TEXT PASSAGE ->
────

When your driver does not support request defined in the API, return task in failed state and provide "non supported" error message in the task.

Note: We continue to define capability model specification. In the first version of storage driver API, all arguments in API methods related to capability instances are set to null.

Provisioning of Storage Volumes

Let us look in possible implementation of one of API method  BlockStorageDriver.createVolumes():

BlockStorageDriver.createVolumes()

 


/**
 * Create storage volumes with a given set of capabilities.
 * Before completion of the request, set all required data for provisioned volumes in "volumes" parameter.
 *
 * @param volumes Input/output argument for volumes.
 * @param capabilities Input argument for capabilities.
 * @return task
 */
public DriverTask createVolumes(List<StorageVolume> volumes, List<CapabilityInstance> capabilities);


When this method is called client passes StorageVolume list container with storage volumes to provision and a list of vendor specific capabilities required for these volumes. For the first version we set capabilities in API requests to null. List of volumes is input/output parameter to the driver. Several volume properties are set by client to inform the driver how to provision volumes, other volume properties should be set by driver when provisioning is complete.  Driver should return instance of DriverTask to client. The task should have state property corresponding to actual state of request execution.

────

DATASET CONTENT ->
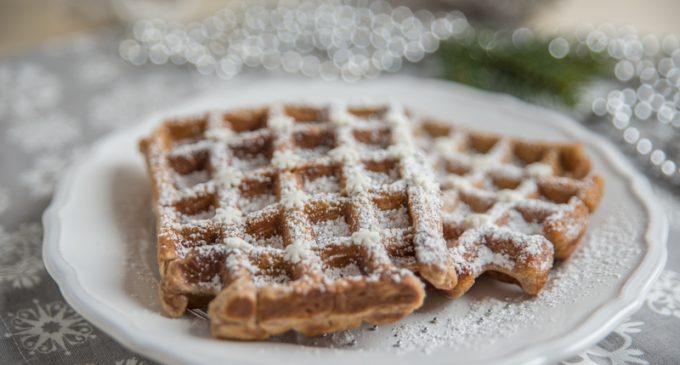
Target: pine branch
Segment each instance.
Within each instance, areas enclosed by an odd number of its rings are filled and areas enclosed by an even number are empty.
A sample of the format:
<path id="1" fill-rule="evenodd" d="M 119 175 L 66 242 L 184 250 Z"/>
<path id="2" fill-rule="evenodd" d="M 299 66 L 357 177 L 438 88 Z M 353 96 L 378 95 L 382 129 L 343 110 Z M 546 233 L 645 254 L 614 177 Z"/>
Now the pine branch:
<path id="1" fill-rule="evenodd" d="M 549 42 L 543 39 L 517 46 L 509 36 L 496 37 L 494 46 L 486 48 L 480 45 L 484 42 L 479 39 L 480 36 L 476 36 L 442 44 L 438 54 L 445 78 L 532 102 L 541 102 L 547 97 L 574 107 L 584 86 L 609 76 L 613 69 L 610 59 L 591 53 L 571 52 L 556 59 L 548 51 Z"/>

────

WHAT THE TASK ASKS -> Write the next part of the storage driver API text, picking up after its final sentence. The records come from a different source than the storage driver API text.

ANSWER TO THE PROBLEM ->
StorageVolume attributes set by client when method to create storage volumes is called. These attributes are input attributes and should be used by driver when storage volume is provisioned:

  • storagePoolId
  • storageSystemId
  • consistencyGroup

  • requestedCapacity
  • thinlyProvisioned

  • thinVolumePreAllocationSize

StorageVolume attributes which should be set by driver prior to completion of provisioning request:

  • nativeId 
  • displayName
  • accessStatus
  • provisionedCapacity
  • allocatedCapacity

Assume that create volumes provisioning request is implemented by the driver in non-blocking way. In this case, the driver returns task in one of executing states back to client. The driver continue request execution asynchronously. Client queues the task for monitoring. Client periodically checks state of the task. At some point driver completes volume provisioning, sets all required properties in passed volume list and sets task status to completed state. When client finds that the task was completed, client reads volumes from the passed volume list and processes provisioning results.

Auto Tiering Policy Support

The storage driver SDK includes support for the discovery of auto tiering policies and their use in storage volume placement during volume creation.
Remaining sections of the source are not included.